__QUOTED TEXT__:
A WAKE FOR THE LIVING: A Family Chronicle

By

Pub Date: July 10th, 1975
Publisher: Crown

It is custom and ceremony, function maintained by manners, that tell you who you are, specifically in that most private--and yet public--unit of the state, the family. Lytle, editor of Sewanee Review, critic and novelist, wanders among the country of the dead, his own family, from Colonial days to the present, calling forth the ghosts by name in their mostly central Tennessee habitations. He quotes from scraps of correspondence, collects shards of biography, scrutinizes old paintings, visits weathered houses and recounts hand-me-down anecdotes. There are oblique portraits--several Lytles ""put to the horn"" in the border country of England/Scotland (outlawed by twelve blasts at the crossroads), another who cleared land 32 miles from Nashville and was one of four men in the state allowed to use Eli Whitney's new invention, a great-grandfather with ""an eye that parts the air."" There are glimpses of a tall 18th century forest ""saturated with green air""; men (with names and homes and work to be about) hunkering down and then dying or coming back to the farms again during the Revolution and the Civil War; women marrying, birthing and somehow managing; broad practical jokes and salty talk; moving and settling in and moving again; hog killing and field work; send-offs and welcomes. The Lytles nurtured no geniuses, reared no headline statesmen. But Lytle here is paying tribute to the phenomenon of ""family""--with its many intradependencies, the power to absorb and define the needs and psyches of its members, the dynamic spirit-and-substance at the root of a community or nation. Lytle, so wary of ""abstractions"" like ""Democracy"" and ""Equality,"" commits a few himself in his testy and condemning overview of contemporary society, but with the exception of the sermons, this is a clannish but convivial wake.

__DATA PROVIDED__:
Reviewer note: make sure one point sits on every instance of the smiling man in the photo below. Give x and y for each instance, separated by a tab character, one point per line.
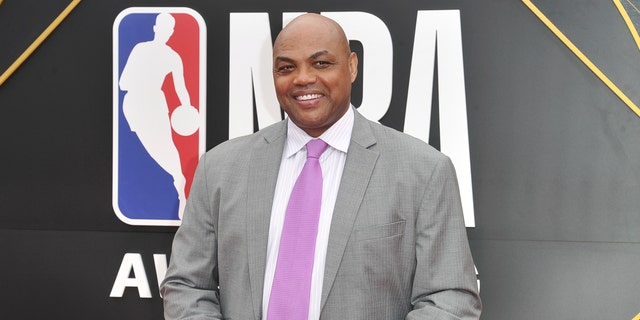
325	215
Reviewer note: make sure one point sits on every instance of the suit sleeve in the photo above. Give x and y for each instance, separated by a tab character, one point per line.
444	285
190	287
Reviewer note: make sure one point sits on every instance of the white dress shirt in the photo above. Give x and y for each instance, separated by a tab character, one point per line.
332	162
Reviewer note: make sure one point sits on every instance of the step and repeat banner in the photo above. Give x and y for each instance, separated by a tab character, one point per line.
535	101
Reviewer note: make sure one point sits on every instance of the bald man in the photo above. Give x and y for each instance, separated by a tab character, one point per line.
390	240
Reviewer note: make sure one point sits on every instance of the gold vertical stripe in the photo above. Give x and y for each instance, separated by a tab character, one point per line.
627	20
582	57
13	67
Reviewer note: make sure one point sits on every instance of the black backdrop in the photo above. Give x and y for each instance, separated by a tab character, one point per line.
554	155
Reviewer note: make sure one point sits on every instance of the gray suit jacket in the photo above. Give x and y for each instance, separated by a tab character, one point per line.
397	245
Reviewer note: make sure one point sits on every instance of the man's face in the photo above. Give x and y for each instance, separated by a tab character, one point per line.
313	72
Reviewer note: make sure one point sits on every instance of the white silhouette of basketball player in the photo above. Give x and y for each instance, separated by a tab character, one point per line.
145	106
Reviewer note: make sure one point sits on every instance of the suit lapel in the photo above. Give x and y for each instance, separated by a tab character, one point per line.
357	172
263	174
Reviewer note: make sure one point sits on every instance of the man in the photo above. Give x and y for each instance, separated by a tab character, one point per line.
145	105
390	243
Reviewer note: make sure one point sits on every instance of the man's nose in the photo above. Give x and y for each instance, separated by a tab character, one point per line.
305	76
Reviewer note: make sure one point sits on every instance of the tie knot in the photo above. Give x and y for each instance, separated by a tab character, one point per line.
315	148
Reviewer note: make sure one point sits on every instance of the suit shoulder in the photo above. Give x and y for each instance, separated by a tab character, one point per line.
400	142
236	148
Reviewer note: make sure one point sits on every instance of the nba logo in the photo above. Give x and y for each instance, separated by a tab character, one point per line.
158	112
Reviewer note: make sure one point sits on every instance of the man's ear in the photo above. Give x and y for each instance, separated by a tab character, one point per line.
353	66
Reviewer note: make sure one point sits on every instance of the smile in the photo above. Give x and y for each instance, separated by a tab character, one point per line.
307	97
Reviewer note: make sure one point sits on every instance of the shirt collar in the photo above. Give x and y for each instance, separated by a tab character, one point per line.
337	136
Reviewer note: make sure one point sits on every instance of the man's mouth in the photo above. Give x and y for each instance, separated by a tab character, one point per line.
307	97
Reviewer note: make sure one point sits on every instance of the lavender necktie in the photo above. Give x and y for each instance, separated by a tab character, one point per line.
291	287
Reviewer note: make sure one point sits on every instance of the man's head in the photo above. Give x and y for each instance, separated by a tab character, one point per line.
163	28
313	69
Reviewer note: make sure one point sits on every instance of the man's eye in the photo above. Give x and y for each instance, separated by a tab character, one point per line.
321	64
286	68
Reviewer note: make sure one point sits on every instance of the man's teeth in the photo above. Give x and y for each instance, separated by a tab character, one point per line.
308	97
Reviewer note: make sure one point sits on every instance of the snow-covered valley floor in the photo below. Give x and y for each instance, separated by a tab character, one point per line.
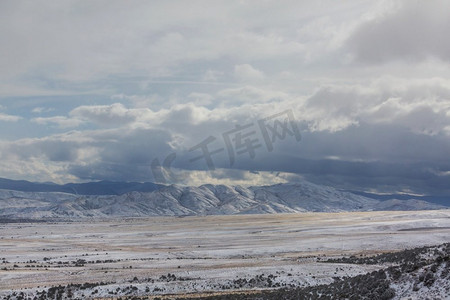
178	255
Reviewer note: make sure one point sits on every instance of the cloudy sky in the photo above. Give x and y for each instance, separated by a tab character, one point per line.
354	94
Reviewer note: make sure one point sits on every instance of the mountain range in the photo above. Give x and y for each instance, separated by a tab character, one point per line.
175	200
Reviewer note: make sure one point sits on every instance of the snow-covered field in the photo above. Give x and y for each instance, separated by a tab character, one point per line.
164	255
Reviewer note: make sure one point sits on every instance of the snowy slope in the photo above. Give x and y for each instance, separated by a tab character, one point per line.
207	199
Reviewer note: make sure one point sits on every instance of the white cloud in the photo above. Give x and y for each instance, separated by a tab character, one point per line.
246	72
414	30
61	121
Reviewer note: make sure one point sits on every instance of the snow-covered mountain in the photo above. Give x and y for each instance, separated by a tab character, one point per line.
207	199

__YOUR TASKS__:
A - According to the review, what are all the ways Lytle gathers his family's history?
B - Condense the review's paragraph beginning "It is custom and ceremony" into a bulleted list that keeps its main facts.
The material has no connection to the review of A Wake for the Living.

__COMPLETE ANSWERS__:
A -
- Quotes from scraps of correspondence
- Collects shards of biography
- Scrutinizes old paintings
- Visits weathered houses
- Recounts hand-me-down anecdotes

B -
- Custom and ceremony, especially within the family, tell people who they are.
- Lytle, editor of Sewanee Review, critic and novelist, traces his family from Colonial days to the present, mostly in central Tennessee.
- He draws on letters, fragments of biography, old paintings, weathered houses and inherited anecdotes.
- Portraits include:
  - Lytles outlawed in the English–Scottish border country
  - an ancestor who cleared land 32 miles from Nashville and was one of four men in the state allowed to use Eli Whitney's new invention
  - a great-grandfather with "an eye that parts the air"
- Scenes cover:
  - an 18th-century forest
  - men going to war in the Revolution and the Civil War
  - women marrying, birthing and managing
  - practical jokes, repeated moves, hog killing, field work, send-offs and welcomes
- The family produced no geniuses or headline statesmen. The book pays tribute to the family as the root of a community or nation.
- Lytle's critical view of contemporary society uses abstractions of its own. Apart from these sermons, the book is a clannish but convivial wake.